■ Requirement
Repeat the records below word for word, but start at the line that contains "target | human thumb", stop after the last line, and include nothing else.

(Records from a collection)

-=-=-

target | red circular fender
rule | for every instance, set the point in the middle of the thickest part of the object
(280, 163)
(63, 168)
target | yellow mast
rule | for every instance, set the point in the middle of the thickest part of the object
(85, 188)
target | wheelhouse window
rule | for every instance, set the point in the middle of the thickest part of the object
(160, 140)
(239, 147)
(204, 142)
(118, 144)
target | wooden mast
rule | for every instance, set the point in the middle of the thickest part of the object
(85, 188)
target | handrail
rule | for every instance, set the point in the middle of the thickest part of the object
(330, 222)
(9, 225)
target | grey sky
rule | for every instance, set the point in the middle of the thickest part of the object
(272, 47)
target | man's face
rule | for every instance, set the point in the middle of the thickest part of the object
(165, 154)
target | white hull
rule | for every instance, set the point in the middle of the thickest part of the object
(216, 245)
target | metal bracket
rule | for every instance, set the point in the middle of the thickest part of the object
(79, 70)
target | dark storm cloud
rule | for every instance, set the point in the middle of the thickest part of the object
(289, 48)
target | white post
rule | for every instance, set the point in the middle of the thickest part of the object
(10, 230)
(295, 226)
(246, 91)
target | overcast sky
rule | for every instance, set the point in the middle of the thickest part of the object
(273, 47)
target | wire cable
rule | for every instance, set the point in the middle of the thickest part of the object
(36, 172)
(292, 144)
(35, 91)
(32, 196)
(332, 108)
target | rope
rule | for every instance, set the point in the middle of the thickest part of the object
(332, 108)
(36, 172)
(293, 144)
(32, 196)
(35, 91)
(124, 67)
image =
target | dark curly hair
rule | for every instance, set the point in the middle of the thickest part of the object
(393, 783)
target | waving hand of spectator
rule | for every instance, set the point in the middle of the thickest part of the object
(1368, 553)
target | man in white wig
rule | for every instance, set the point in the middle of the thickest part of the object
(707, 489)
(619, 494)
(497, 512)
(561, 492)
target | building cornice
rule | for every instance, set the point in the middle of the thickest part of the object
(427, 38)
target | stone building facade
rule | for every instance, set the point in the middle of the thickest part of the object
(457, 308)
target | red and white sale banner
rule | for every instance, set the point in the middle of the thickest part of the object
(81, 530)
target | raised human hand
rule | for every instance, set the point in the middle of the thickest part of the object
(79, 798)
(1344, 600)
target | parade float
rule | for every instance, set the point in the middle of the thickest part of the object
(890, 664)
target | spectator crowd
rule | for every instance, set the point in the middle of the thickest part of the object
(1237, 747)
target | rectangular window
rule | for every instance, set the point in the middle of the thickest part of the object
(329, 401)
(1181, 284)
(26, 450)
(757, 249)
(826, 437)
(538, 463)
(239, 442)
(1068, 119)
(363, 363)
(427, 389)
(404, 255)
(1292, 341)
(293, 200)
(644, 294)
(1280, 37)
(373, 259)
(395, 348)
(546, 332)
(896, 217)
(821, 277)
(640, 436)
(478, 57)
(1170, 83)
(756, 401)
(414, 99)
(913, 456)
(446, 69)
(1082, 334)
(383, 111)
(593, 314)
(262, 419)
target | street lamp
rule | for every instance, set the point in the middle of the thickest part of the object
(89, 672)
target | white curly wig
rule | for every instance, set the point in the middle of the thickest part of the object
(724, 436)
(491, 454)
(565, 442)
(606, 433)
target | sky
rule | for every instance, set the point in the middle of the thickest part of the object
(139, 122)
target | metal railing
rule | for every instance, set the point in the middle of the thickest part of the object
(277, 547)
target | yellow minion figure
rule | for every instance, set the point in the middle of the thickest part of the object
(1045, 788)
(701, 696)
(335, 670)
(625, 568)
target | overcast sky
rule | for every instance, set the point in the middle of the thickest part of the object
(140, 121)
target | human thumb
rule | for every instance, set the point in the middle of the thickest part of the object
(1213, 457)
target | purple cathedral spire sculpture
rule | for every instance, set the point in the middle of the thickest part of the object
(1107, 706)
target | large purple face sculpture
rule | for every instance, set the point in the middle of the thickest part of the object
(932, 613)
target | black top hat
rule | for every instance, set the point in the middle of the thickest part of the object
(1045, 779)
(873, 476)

-=-=-

■ Expected answer
target | human thumb
rule | for every instance, set the point in the middle of the thickest part of the object
(1213, 457)
target | purple cathedral spire sculpture
rule | for every instance, set the point in the middle of the thickest part of the object
(1107, 706)
target | large purple face sculpture
rule | for every instance, set the point in the middle of the thickest part of the object
(932, 613)
target | black top hat
rule | for every instance, set the point in the middle of the thickest part of the object
(1045, 779)
(873, 476)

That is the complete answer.